What this task involves - How many lines in the listing contain the word "scarf"? Reply with the number alone.

Supplied records -
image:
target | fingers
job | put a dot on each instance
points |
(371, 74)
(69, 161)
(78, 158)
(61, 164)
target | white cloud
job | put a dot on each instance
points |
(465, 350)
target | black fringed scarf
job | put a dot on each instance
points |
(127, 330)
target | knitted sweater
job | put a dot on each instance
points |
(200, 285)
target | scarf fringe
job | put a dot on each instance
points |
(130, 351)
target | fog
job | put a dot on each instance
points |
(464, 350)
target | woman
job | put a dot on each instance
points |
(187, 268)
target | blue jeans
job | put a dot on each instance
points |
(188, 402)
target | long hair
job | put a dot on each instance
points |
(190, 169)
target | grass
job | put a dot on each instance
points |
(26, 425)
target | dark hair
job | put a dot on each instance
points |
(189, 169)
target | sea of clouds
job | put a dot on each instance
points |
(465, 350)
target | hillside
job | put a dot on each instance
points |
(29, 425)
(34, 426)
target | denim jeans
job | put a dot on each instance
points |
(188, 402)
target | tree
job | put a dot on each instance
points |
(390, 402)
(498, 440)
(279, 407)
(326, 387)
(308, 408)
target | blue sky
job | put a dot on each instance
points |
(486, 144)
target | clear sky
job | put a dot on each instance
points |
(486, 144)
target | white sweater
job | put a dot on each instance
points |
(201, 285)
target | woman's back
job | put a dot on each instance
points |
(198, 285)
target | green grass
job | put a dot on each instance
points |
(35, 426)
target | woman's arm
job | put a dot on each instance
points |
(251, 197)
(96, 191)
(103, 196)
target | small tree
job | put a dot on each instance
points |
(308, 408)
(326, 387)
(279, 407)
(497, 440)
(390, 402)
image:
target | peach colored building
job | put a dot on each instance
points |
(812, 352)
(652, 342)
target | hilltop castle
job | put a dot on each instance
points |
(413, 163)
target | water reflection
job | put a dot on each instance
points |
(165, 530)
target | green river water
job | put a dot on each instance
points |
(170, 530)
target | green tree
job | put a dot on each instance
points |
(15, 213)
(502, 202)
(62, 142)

Result - 2